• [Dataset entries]
□ □ □

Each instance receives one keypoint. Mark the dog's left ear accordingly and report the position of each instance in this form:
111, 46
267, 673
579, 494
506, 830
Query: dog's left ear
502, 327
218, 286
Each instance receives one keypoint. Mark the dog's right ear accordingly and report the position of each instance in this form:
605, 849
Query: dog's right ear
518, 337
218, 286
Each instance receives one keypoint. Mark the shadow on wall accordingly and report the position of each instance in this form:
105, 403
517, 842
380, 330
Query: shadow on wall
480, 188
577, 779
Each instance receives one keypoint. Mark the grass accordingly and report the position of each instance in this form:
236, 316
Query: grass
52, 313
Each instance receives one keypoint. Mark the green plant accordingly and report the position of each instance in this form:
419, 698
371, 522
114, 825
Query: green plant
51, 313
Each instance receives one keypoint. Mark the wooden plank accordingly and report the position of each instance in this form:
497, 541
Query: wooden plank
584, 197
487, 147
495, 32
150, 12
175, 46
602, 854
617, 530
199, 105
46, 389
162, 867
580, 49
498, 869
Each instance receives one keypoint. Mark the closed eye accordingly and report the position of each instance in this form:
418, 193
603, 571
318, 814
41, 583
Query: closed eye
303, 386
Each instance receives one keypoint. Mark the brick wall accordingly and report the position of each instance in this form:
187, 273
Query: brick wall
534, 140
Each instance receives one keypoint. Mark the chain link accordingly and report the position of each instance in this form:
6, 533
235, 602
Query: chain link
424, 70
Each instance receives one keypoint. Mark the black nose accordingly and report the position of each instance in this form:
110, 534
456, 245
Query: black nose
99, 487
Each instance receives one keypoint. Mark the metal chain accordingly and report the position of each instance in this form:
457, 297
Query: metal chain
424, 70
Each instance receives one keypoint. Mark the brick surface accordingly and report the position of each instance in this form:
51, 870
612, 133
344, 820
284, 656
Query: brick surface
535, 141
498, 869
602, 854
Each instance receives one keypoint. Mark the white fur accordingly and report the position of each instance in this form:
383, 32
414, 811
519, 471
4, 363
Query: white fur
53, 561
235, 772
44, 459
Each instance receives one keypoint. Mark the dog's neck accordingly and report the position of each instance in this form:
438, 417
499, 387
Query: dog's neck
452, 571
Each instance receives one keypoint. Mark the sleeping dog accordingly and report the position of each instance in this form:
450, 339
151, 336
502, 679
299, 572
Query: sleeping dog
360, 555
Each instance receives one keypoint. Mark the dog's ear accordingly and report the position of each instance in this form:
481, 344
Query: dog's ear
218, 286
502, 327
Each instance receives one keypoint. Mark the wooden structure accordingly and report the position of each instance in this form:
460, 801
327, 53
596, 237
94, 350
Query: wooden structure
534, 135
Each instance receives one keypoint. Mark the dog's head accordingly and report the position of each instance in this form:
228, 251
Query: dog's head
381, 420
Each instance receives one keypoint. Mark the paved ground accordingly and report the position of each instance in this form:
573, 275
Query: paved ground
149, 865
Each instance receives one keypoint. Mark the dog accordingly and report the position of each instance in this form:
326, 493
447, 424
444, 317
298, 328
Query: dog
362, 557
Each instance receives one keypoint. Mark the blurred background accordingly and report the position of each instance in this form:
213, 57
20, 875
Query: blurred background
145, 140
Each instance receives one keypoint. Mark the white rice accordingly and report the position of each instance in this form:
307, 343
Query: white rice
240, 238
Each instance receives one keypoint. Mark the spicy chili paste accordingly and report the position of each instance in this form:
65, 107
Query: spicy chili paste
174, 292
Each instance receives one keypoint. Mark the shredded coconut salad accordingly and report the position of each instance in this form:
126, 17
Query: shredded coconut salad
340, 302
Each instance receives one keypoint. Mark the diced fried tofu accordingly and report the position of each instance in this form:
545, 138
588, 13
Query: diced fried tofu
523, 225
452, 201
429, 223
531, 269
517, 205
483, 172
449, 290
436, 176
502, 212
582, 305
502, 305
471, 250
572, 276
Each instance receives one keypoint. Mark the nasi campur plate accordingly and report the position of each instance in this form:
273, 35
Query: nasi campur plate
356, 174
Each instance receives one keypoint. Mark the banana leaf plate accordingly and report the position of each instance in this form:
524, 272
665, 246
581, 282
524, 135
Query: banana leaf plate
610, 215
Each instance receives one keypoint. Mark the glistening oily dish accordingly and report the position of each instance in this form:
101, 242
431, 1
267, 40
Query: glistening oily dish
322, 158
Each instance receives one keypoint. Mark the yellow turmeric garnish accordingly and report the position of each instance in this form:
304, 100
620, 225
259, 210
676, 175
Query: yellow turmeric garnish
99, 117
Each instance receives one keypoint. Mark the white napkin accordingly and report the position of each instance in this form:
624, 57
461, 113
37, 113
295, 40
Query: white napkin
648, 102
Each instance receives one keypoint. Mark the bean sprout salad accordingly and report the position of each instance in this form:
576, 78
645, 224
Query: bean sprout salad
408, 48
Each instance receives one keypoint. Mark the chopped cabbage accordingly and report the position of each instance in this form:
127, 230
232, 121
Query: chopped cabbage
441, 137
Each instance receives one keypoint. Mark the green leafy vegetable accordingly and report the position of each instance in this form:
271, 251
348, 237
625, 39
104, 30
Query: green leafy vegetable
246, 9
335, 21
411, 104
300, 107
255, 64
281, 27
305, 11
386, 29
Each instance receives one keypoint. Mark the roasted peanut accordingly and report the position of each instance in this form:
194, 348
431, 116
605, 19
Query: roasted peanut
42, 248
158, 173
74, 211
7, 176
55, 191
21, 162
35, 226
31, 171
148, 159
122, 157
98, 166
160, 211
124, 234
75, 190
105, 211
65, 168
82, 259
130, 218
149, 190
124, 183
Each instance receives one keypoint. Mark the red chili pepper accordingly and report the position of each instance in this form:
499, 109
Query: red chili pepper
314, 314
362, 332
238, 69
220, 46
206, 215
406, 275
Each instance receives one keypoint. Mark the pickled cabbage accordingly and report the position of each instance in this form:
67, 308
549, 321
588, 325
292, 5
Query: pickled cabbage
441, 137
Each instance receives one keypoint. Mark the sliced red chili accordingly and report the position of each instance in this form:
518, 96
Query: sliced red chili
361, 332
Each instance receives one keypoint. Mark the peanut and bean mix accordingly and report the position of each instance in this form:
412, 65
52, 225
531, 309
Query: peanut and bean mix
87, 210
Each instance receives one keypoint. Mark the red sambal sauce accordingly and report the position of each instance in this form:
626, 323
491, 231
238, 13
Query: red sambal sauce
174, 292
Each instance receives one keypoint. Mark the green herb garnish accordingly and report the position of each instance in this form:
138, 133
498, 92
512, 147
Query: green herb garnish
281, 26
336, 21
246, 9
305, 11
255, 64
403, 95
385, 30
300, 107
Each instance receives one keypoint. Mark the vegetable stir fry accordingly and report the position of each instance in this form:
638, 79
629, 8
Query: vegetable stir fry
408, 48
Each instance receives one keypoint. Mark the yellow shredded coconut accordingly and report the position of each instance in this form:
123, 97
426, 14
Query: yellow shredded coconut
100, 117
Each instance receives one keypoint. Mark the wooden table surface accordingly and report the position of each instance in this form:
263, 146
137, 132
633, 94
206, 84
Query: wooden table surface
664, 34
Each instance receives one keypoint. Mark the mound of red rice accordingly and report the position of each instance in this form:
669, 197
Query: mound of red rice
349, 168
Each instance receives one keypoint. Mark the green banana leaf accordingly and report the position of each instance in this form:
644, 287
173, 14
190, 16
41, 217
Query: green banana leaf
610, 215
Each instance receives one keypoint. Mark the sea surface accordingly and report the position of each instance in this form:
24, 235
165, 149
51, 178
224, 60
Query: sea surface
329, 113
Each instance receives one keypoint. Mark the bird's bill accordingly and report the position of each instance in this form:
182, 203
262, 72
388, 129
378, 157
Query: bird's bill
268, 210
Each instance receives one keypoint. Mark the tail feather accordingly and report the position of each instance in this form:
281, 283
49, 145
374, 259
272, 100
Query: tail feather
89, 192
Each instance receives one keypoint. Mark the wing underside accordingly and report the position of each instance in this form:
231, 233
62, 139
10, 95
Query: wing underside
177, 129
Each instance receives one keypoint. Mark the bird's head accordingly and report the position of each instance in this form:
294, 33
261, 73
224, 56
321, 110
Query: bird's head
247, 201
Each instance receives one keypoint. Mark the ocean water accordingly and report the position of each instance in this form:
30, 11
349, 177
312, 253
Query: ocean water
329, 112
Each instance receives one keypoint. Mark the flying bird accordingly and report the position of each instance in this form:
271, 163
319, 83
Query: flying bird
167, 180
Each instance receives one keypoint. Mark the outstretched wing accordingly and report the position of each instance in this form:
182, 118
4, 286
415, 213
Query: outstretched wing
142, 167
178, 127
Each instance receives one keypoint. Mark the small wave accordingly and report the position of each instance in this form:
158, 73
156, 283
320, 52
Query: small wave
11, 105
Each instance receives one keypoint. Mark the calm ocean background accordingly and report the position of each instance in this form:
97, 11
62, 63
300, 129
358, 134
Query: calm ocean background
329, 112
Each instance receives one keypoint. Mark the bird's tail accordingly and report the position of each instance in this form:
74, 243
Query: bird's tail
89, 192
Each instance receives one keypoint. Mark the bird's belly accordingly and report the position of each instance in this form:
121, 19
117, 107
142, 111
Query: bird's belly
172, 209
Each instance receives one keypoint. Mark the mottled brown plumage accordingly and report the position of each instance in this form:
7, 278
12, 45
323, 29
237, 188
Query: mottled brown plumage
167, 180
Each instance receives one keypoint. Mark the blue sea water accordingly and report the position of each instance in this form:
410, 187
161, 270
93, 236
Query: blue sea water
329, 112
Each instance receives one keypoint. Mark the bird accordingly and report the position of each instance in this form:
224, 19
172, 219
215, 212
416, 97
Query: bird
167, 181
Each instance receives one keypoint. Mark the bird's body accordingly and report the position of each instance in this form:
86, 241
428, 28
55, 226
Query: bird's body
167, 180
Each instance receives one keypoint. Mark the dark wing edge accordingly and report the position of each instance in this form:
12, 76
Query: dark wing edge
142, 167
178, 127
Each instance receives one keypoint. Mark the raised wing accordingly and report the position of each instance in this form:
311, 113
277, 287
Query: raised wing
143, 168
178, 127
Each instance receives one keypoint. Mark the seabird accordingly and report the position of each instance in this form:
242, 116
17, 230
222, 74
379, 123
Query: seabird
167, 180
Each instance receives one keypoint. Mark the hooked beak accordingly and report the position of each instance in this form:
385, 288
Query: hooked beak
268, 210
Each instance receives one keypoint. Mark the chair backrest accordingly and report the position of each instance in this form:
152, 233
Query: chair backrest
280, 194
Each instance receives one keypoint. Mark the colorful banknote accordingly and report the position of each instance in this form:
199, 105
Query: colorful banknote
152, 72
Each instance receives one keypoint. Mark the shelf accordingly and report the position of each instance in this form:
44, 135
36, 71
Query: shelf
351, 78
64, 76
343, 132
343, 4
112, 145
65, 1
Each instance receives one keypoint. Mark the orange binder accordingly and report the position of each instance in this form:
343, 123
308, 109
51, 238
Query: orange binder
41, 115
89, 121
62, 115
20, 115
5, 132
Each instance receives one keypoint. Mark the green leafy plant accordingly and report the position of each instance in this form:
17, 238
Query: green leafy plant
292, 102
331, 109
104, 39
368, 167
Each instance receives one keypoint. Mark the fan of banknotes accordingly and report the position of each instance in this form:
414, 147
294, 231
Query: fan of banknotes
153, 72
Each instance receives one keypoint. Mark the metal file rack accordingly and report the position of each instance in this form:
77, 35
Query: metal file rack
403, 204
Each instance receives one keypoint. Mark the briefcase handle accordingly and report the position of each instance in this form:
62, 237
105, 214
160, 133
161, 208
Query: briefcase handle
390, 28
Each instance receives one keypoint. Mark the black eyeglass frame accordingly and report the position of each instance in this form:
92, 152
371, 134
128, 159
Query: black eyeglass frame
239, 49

□ □ □

• [Directions for this task] Exactly and only the lines from the one containing "Each instance receives one keypoint. Mark the metal file" through the end of the material are to be reproduced, both ends included.

• [The reply]
Each instance receives one keypoint. Mark the metal file rack accordingly and report the position of each instance in this form:
77, 35
Query: metal file rack
403, 204
Each instance receives one keypoint. Mark the briefcase handle accordingly and report the position of each instance in this form:
62, 237
105, 214
160, 133
161, 208
Query: briefcase handle
390, 28
Each instance receives one keypoint. Mark the black eyeglass frame accordingly and report the position of each instance in this form:
92, 152
371, 134
128, 159
Query: black eyeglass frame
239, 49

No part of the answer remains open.